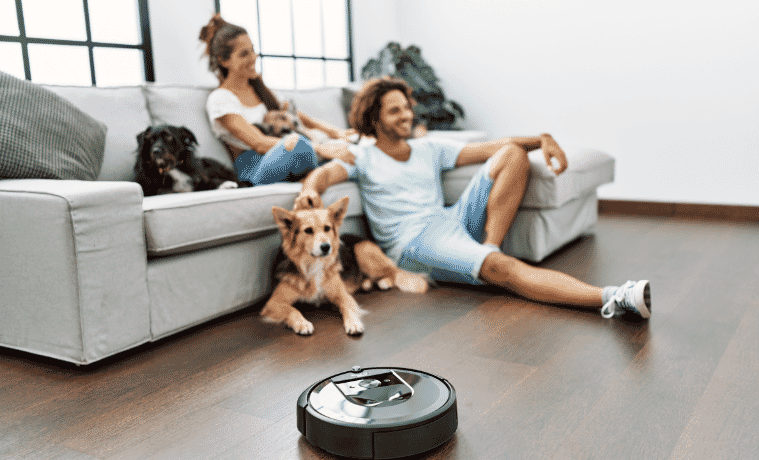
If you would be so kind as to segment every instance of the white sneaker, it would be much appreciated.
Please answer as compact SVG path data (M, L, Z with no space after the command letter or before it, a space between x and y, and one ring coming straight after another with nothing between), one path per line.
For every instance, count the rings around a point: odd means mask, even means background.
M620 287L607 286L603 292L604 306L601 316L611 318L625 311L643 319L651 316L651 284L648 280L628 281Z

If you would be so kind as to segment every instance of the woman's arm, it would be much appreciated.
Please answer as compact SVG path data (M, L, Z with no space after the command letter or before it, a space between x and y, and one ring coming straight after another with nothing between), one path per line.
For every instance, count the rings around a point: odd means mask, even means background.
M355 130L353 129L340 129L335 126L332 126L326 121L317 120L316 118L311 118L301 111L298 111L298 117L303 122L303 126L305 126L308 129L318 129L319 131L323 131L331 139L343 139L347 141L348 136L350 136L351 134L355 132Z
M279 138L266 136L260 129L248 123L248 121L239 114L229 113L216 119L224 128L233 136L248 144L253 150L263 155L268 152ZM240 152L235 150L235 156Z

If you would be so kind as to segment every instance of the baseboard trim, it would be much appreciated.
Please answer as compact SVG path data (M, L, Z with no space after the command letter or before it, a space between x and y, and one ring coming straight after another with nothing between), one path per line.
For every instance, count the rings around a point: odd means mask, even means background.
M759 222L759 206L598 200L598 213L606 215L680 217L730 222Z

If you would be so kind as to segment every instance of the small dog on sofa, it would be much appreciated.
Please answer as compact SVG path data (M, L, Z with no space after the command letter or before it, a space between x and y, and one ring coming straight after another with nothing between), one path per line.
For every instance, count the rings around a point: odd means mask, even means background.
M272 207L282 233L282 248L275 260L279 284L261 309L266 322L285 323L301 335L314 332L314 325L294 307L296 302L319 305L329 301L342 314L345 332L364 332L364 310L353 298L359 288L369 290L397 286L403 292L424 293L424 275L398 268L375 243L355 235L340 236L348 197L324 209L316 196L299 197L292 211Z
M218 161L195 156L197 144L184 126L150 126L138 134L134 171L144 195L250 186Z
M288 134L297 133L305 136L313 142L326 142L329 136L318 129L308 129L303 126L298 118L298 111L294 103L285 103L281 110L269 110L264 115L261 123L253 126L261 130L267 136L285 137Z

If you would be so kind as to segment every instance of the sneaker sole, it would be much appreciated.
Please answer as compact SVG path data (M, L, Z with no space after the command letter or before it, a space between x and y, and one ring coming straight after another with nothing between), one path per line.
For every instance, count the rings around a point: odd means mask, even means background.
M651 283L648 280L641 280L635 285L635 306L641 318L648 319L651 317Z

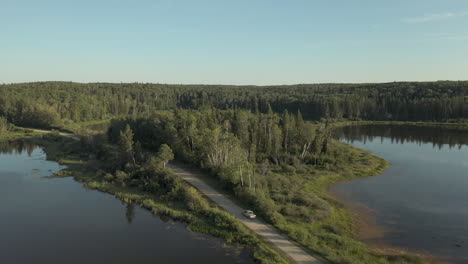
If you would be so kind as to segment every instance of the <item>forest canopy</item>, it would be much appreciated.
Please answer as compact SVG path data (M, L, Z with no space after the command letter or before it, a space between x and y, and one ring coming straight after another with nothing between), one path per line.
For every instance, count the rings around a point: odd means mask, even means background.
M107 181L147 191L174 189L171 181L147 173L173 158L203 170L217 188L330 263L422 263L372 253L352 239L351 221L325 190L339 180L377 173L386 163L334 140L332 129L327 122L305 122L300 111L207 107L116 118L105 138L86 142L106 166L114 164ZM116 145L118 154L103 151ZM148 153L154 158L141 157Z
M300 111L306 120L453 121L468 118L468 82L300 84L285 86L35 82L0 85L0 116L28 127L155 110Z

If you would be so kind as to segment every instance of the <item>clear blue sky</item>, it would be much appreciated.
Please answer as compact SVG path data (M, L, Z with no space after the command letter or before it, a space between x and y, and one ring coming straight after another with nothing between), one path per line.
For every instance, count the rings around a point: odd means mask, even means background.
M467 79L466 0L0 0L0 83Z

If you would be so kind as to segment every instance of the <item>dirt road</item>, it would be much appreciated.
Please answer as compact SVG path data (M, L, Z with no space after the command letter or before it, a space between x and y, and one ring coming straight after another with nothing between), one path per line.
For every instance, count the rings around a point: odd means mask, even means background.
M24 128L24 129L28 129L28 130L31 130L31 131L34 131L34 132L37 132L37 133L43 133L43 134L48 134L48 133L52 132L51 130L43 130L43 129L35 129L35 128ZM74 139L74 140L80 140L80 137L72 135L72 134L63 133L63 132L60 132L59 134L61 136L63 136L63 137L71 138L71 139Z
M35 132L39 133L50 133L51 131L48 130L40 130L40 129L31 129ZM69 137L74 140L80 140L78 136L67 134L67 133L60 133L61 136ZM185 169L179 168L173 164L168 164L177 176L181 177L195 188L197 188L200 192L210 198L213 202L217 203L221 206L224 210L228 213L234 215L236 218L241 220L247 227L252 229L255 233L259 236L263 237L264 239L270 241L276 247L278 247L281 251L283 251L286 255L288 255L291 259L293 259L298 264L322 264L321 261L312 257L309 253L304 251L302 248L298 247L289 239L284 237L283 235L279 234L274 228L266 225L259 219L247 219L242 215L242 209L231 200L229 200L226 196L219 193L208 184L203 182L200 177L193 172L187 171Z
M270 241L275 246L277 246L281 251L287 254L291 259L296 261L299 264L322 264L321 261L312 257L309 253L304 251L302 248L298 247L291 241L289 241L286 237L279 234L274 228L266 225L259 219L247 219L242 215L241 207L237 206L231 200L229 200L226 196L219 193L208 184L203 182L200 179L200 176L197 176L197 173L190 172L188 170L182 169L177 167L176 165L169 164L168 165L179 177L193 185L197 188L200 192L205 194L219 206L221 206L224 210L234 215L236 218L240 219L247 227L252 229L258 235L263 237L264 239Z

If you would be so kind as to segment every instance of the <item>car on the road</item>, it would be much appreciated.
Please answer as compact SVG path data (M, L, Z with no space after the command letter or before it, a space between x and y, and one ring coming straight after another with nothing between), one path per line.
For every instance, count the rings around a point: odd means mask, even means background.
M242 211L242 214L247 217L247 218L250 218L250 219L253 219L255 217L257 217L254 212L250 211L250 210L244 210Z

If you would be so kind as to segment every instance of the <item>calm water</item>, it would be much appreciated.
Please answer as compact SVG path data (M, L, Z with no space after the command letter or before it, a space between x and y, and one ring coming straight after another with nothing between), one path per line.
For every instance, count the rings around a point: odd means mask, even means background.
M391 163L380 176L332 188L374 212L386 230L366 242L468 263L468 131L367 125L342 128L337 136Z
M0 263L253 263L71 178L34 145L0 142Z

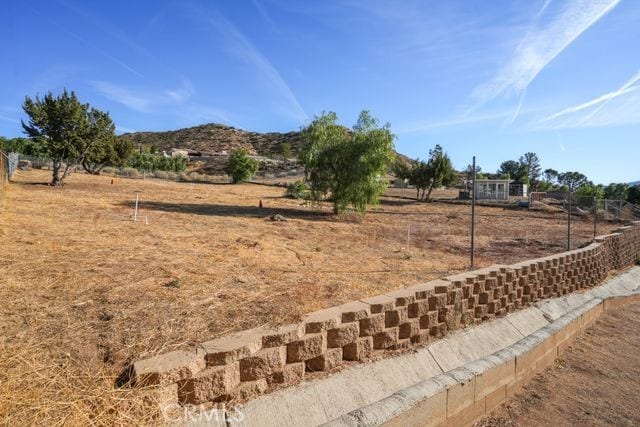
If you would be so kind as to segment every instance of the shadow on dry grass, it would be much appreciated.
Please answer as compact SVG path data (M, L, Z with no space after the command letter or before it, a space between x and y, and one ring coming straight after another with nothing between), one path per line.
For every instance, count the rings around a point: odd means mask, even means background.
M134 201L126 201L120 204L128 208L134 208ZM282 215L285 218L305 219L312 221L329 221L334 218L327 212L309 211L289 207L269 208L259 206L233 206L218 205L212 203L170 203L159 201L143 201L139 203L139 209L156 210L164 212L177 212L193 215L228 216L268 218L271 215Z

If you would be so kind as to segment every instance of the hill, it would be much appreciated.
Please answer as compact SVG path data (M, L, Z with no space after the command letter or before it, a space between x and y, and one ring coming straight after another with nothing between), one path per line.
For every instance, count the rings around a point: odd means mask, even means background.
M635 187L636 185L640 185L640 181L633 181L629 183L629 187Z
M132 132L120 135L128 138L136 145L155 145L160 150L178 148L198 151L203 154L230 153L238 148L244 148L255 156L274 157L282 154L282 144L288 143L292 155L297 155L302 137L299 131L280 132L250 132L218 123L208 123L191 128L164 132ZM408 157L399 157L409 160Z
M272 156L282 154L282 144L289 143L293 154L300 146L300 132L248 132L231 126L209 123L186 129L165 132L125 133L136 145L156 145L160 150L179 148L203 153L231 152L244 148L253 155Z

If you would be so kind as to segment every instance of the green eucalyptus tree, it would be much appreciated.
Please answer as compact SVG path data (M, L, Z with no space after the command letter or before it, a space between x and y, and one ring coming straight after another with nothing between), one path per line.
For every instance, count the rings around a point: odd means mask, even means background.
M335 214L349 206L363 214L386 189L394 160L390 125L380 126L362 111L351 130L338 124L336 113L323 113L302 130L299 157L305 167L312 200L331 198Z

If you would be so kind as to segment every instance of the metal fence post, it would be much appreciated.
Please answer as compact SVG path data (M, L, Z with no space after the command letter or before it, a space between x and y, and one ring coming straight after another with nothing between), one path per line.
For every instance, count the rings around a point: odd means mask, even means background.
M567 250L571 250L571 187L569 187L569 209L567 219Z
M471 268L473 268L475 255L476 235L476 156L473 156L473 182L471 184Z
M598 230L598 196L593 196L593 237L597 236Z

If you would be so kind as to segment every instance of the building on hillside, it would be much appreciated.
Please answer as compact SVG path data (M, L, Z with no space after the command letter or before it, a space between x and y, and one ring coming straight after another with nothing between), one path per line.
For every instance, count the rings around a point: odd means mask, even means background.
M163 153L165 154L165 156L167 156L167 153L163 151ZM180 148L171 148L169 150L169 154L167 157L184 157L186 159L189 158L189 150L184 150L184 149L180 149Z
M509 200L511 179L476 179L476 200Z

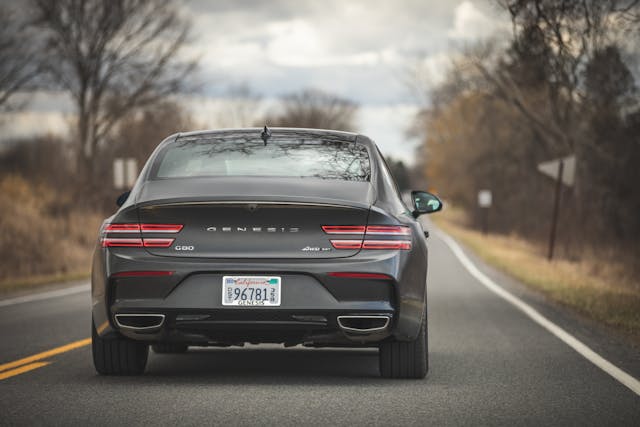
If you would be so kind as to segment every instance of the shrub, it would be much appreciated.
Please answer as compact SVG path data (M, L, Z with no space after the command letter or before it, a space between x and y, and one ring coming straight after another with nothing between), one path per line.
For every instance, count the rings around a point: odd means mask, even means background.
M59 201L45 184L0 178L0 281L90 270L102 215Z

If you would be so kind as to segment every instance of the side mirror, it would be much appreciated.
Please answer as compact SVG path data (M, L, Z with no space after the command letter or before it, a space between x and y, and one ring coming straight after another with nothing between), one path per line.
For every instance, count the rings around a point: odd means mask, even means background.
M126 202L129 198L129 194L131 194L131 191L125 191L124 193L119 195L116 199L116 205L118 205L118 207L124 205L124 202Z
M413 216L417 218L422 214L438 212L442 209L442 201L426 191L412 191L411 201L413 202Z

* Goal of the exercise: The count, and nothing else: how many lines of the entries contain the word "sneaker"?

* Output: 2